▸ ページ:
"""

三浦海岸は、京急久里浜線三浦海岸駅が最寄りの、三浦市の東京湾側の海岸です。北側は津久井浜海岸、南側は菊名海岸に隣接しています。
三浦半島の東京湾側ではもっとも大きくメジャーな海岸で、例年、夏には海水浴場が開設され、「三浦海岸納涼まつり花火大会」も開催されます。
三浦半島の相模湾側に位置する逗子や葉山などの海水浴場は、大人のグループやカップルを意識した雰囲気作りが見られる中、三浦海岸はファミリー向けの海水浴場といった印象が強いです。
それは海の家などの周辺施設の雰囲気も影響を与えていますが、京急線の三浦海岸駅から徒歩約5分という最寄駅からの近さや、海岸沿いに駐車場が完備されているという、交通アクセスがバツグンに良いと言う点も、三浦海岸がファミリー層から支持されている大きな理由になっていると考えられます。

"""

▸ 目的 1:
三浦海岸についての文章を、全文一字も変えずに打ち直してください。

▸ 記録一覧:
"""

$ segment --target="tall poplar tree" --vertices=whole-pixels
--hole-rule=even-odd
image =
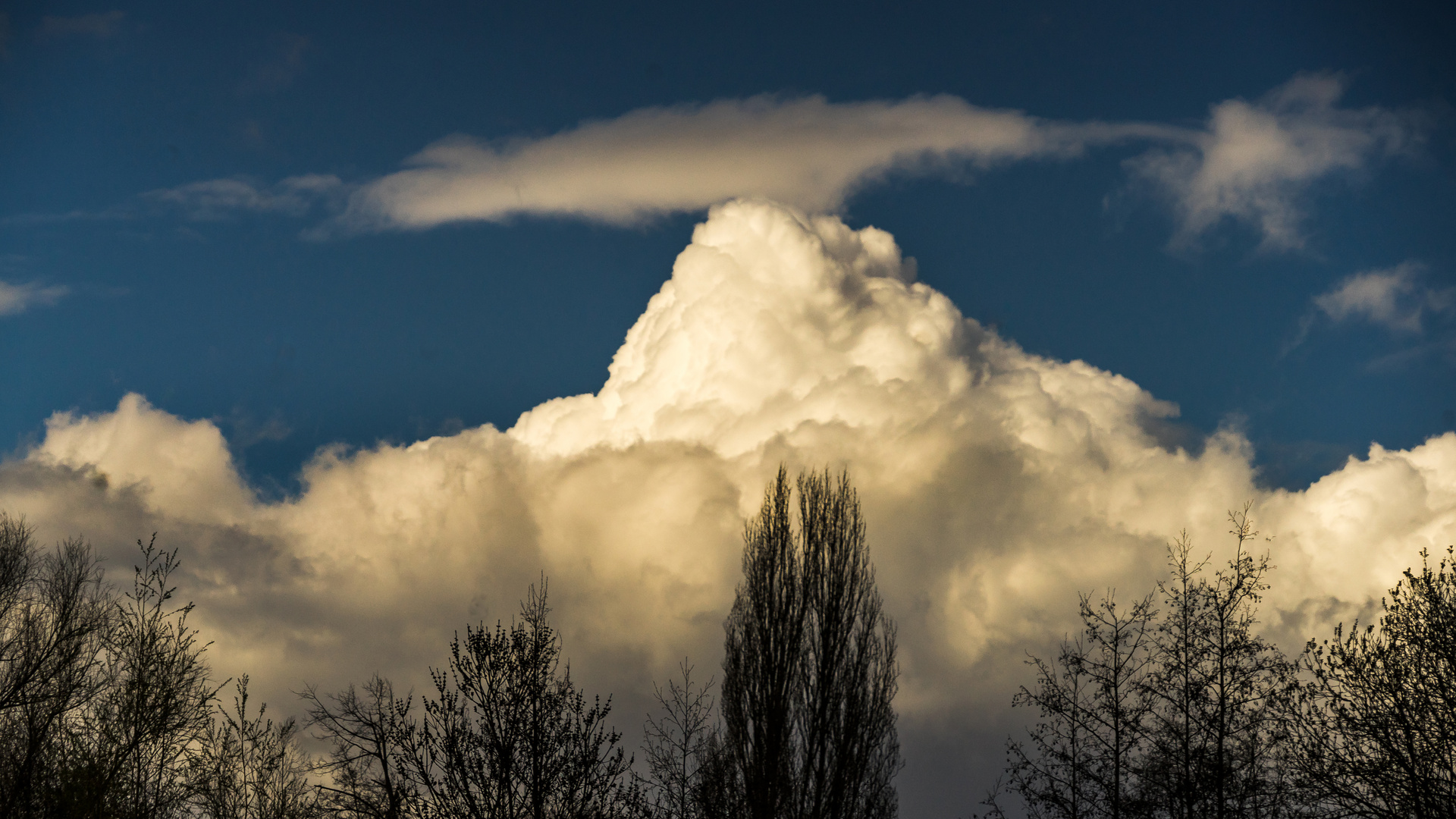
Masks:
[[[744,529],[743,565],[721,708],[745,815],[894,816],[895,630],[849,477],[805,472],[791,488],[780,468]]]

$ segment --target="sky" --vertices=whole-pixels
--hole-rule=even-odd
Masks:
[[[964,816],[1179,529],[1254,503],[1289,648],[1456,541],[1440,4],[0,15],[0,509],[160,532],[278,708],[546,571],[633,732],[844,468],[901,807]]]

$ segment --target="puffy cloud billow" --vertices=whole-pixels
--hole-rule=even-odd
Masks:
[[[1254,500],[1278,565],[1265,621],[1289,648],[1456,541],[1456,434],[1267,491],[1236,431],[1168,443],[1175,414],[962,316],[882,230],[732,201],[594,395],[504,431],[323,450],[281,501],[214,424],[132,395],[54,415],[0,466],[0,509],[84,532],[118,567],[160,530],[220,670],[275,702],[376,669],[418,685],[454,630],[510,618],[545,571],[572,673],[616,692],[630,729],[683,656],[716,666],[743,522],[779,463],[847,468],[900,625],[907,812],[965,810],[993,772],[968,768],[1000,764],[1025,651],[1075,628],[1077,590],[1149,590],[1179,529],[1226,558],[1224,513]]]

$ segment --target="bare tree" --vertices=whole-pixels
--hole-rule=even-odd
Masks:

"""

▸ 目的 2:
記録の中から、「pixels」という文字列を含む行をすべて抜き出してください。大文字と小文字は区別します。

▸ 解答例 1:
三浦海岸は、京急久里浜線三浦海岸駅が最寄りの、三浦市の東京湾側の海岸です。北側は津久井浜海岸、南側は菊名海岸に隣接しています。
三浦半島の東京湾側ではもっとも大きくメジャーな海岸で、例年、夏には海水浴場が開設され、「三浦海岸納涼まつり花火大会」も開催されます。
三浦半島の相模湾側に位置する逗子や葉山などの海水浴場は、大人のグループやカップルを意識した雰囲気作りが見られる中、三浦海岸はファミリー向けの海水浴場といった印象が強いです。
それは海の家などの周辺施設の雰囲気も影響を与えていますが、京急線の三浦海岸駅から徒歩約5分という最寄駅からの近さや、海岸沿いに駐車場が完備されているという、交通アクセスがバツグンに良いと言う点も、三浦海岸がファミリー層から支持されている大きな理由になっていると考えられます。

▸ 解答例 2:
$ segment --target="tall poplar tree" --vertices=whole-pixels
$ segment --target="sky" --vertices=whole-pixels
$ segment --target="puffy cloud billow" --vertices=whole-pixels
$ segment --target="bare tree" --vertices=whole-pixels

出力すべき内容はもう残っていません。